Copy each line of the listing below exactly.

——

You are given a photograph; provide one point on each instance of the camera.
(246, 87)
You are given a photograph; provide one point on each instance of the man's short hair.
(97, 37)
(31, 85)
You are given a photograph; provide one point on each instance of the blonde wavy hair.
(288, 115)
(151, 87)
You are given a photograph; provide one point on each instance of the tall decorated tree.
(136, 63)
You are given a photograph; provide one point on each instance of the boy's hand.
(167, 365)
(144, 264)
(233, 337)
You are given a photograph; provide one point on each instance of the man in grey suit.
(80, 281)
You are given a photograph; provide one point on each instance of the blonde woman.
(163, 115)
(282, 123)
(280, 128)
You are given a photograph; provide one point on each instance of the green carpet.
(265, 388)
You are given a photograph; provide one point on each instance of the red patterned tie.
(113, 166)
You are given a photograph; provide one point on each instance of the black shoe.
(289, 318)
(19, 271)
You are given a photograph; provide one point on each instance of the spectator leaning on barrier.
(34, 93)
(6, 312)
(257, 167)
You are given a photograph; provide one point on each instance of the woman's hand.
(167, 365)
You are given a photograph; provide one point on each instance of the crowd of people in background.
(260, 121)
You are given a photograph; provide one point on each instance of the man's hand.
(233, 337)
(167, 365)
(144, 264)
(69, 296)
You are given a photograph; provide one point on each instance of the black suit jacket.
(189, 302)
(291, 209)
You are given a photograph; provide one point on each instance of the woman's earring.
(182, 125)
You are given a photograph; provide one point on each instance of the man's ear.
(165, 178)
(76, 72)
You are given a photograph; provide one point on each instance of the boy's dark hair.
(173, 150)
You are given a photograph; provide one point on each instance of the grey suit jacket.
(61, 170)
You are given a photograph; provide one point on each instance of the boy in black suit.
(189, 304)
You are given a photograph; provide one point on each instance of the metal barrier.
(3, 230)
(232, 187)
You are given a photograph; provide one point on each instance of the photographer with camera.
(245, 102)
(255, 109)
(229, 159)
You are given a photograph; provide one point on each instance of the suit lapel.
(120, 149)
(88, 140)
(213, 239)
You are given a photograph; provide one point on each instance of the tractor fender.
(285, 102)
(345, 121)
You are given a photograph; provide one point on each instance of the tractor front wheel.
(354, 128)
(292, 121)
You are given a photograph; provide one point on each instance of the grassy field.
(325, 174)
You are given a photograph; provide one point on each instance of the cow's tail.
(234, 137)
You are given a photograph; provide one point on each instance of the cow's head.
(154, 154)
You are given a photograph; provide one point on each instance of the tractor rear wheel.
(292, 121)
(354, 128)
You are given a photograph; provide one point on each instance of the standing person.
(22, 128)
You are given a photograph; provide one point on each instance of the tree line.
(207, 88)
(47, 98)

——

Result of this task =
You are given a photograph; provide one point on each instance of the camera.
(246, 87)
You are given a photograph; provide one point on each instance of the man's short hair.
(97, 37)
(31, 85)
You are given a photograph; provide one point on each instance of the blonde wavy hair.
(288, 115)
(151, 87)
You are given a photograph; provide one point on each instance of the tall decorated tree.
(136, 63)
You are given a photograph; provide one point on each instance of the boy's hand.
(167, 365)
(144, 264)
(233, 337)
You are given a photograph; provide one point on each instance of the man in grey suit.
(80, 281)
You are given a photograph; provide one point on each instance of the blonde woman.
(163, 115)
(282, 123)
(280, 128)
You are given a photograph; provide one point on each instance of the green carpet.
(265, 388)
You are given a photograph; provide one point on each instance of the red patterned tie.
(113, 166)
You are given a photograph; provide one point on each instance of the black shoe.
(289, 318)
(19, 271)
You are given a photograph; provide one point on each instance of the spectator leaning on barrier.
(34, 93)
(6, 312)
(257, 167)
You are given a photograph; provide one point on each instance of the woman's hand.
(167, 365)
You are given a photograph; provide one point on each instance of the crowd of people in background.
(260, 121)
You are given a photograph; provide one point on each instance of the man's hand.
(233, 337)
(167, 365)
(144, 264)
(69, 296)
You are given a photograph; provide one point on each instance of the black suit jacket.
(189, 302)
(291, 209)
You are given a photograph; provide one point on each instance of the woman's earring.
(182, 125)
You are given a photograph; provide one point on each instance of the man's ear.
(165, 178)
(76, 72)
You are given a photograph; provide one point on each instance of the boy's dark hair.
(173, 150)
You are given a photograph; provide one point on each instance of the grey suit jacket.
(61, 170)
You are given a photograph; provide one point on each instance of the boy in black suit.
(189, 304)
You are given a photograph; provide one point on each instance of the metal barrier.
(3, 230)
(232, 187)
You are given a photograph; provide one point on each instance of the photographer with camera.
(245, 102)
(255, 109)
(229, 159)
You are given a photograph; provide one point on each instance of the suit lapel.
(120, 149)
(88, 140)
(213, 239)
You are given a photograph; provide one point on each instance of the tractor fender.
(285, 102)
(345, 121)
You are given a photograph; provide one point on each instance of the tractor front wheel.
(354, 128)
(292, 121)
You are given a photograph; provide one point on each instance of the grassy field.
(325, 174)
You are given a photograph; provide one point on each instance of the cow's tail.
(234, 137)
You are given a photograph; provide one point on each instance of the cow's head.
(154, 154)
You are given a photograph; provide one point on each instance of the tractor rear wheel.
(292, 121)
(354, 128)
You are given a photograph; provide one point on each instance of the standing person.
(22, 128)
You are given a photograph; provide one point on each instance of the tree line.
(207, 88)
(47, 98)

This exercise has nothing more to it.